ASSIGNMENT →
Can the data below be echoed back word for word?

RECORDS FOR THE TASK →

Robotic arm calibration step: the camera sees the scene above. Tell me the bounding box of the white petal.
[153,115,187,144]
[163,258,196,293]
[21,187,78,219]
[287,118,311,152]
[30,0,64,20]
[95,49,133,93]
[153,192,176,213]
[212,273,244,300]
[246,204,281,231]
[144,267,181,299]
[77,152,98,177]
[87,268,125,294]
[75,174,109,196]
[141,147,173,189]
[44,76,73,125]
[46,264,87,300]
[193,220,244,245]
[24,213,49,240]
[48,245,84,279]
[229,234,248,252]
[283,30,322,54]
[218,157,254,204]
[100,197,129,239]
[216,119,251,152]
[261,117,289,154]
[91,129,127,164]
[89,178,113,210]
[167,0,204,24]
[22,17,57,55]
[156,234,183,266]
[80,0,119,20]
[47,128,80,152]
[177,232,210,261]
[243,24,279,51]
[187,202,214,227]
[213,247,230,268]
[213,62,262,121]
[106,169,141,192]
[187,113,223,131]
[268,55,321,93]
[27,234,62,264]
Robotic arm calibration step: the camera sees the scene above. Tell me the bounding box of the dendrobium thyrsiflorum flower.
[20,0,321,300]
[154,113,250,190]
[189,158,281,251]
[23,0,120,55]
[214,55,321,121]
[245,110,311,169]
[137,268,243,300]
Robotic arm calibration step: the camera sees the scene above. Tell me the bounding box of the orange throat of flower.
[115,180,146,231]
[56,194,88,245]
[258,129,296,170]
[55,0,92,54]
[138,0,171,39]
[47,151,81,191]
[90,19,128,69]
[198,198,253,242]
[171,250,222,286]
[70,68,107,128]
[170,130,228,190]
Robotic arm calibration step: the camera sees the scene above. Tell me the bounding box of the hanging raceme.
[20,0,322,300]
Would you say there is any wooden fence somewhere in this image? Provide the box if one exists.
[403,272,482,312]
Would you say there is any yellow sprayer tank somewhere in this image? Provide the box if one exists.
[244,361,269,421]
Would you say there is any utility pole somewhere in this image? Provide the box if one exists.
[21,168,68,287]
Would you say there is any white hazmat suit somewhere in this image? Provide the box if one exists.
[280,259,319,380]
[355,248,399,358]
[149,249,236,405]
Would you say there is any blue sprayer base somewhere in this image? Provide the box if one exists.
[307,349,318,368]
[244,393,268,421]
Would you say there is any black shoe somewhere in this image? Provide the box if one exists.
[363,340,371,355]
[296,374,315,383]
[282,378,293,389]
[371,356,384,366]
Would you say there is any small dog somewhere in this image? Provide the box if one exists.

EXERCISE ANSWER →
Robotic arm calibration step: the camera sees the scene above. Tell me the bounding box of the white petal.
[153,115,187,144]
[163,258,196,293]
[21,187,78,219]
[287,118,311,152]
[30,0,64,20]
[95,49,133,93]
[153,192,176,213]
[212,273,244,300]
[246,204,281,231]
[144,267,181,299]
[77,152,98,177]
[87,268,125,294]
[75,174,109,196]
[141,147,173,189]
[44,76,73,125]
[46,264,87,300]
[193,220,244,245]
[24,213,49,240]
[48,245,84,279]
[229,234,248,252]
[283,30,322,54]
[218,157,254,204]
[100,197,129,239]
[216,119,251,152]
[261,117,289,154]
[91,129,127,164]
[89,178,113,210]
[167,0,204,24]
[22,17,57,55]
[156,234,183,266]
[80,0,119,20]
[47,128,80,152]
[177,232,210,261]
[243,24,279,51]
[187,202,214,227]
[213,247,230,268]
[213,62,262,121]
[106,169,141,192]
[187,113,223,131]
[268,55,321,93]
[27,234,62,264]
Robotic arm calibration step: the camera sees the scene above. Tell me the bounding box of the dendrobium thyrsiflorum flower.
[20,0,321,300]
[154,113,250,190]
[189,158,281,251]
[23,0,120,55]
[214,55,321,121]
[245,110,311,169]
[137,268,243,300]
Robotic arm calibration step: the camera sees the scene above. Tell me the bounding box of the orange throat of flower.
[115,180,146,231]
[56,194,88,245]
[258,129,296,170]
[55,0,92,54]
[138,0,171,39]
[47,151,81,191]
[90,19,128,69]
[198,198,253,242]
[171,250,222,286]
[70,68,107,128]
[170,130,228,190]
Robotic arm calibration step: the camera sees the scene above. Tell me the bounding box of the hanging raceme.
[20,0,322,300]
Would you say there is any wooden fence somewhere in this image? Provide the box if one exists.
[403,272,482,312]
Would you say there is any yellow sprayer tank somewhere in this image? Provide the box if one exists.
[244,361,269,421]
Would you say there is any utility pole somewhere in this image? Provide the box if one exists.
[21,168,68,287]
Would you say there is any white hazmat suit somewhere in this image? Provide the box if one exists.
[280,259,319,380]
[355,248,399,358]
[149,249,236,405]
Would you say there is any blue sprayer base somewhere in this image? Provide the box if one exists.
[307,349,318,368]
[244,393,268,421]
Would you say there is any black shoe somewhere in this image? Provide the box if one exists.
[363,340,371,355]
[296,374,315,383]
[282,378,293,389]
[371,356,384,366]
Would you say there is any small dog somewhere in this image? Provide the box if one exists.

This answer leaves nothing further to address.